__Objective 1__.
Translate this sentence from the 1956 Baylor Bears text into Spanish: "Baylor was invited to the Sugar Bowl, where the Bears defeated Tennessee."
__Objective 2__.
Output the portion of the 1956 Baylor Bears text that begins at the words "American college football" and stops after "All-Southwest Conference team.", copied with no changes.

*** Reading text ***

Sugar Bowl champion

Sugar Bowl, W 13–7 vs. Tennessee
- Conference: Southwest Conference

Ranking
- Coaches: No. 11
- AP: No. 11
- Record: 9–2 (4–2 SWC)
- Head coach: Sam Boyd (1st season);
- Captains: Robert T. Jones; Tony DeGrazier;
- Home stadium: Baylor Stadium

= 1956 Baylor Bears football team =

American college football season

The 1956 Baylor Bears football team represented Baylor University as a member of the Southwest Conference (SWC) during the 1956 college football season. Led by first-year head coach Sam Boyd, the Bears compiled an overall record of 9–2 with a mark of 4–2 in conference play, placing third in the SWC. Baylor was invited to the Sugar Bowl, where the Bears defeated Tennessee. The team played home games at Baylor Stadium in Waco, Texas.

Guard Bill Glass was a consensus selection to the College Football All-America Team. Glass, halfback Del Shofner and end Jerry Marcontell were selected to the All-Southwest Conference team.

*** Dataset content ***

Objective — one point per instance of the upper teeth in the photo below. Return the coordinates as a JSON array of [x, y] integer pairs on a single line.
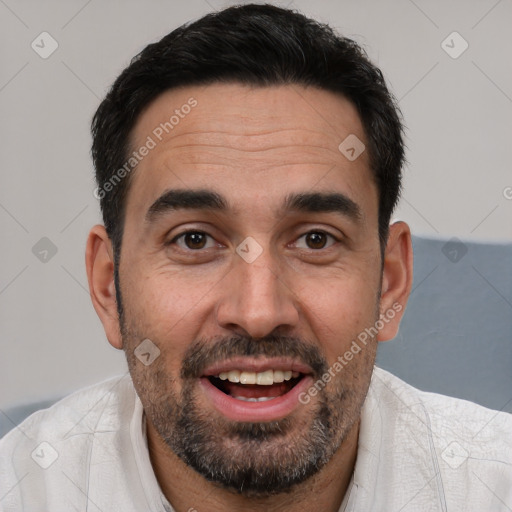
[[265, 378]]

***

__Task result 1__.
Baylor fue invitado al Sugar Bowl, donde los Bears derrotaron a Tennessee.

__Task result 2__.
American college football season

The 1956 Baylor Bears football team represented Baylor University as a member of the Southwest Conference (SWC) during the 1956 college football season. Led by first-year head coach Sam Boyd, the Bears compiled an overall record of 9–2 with a mark of 4–2 in conference play, placing third in the SWC. Baylor was invited to the Sugar Bowl, where the Bears defeated Tennessee. The team played home games at Baylor Stadium in Waco, Texas.

Guard Bill Glass was a consensus selection to the College Football All-America Team. Glass, halfback Del Shofner and end Jerry Marcontell were selected to the All-Southwest Conference team.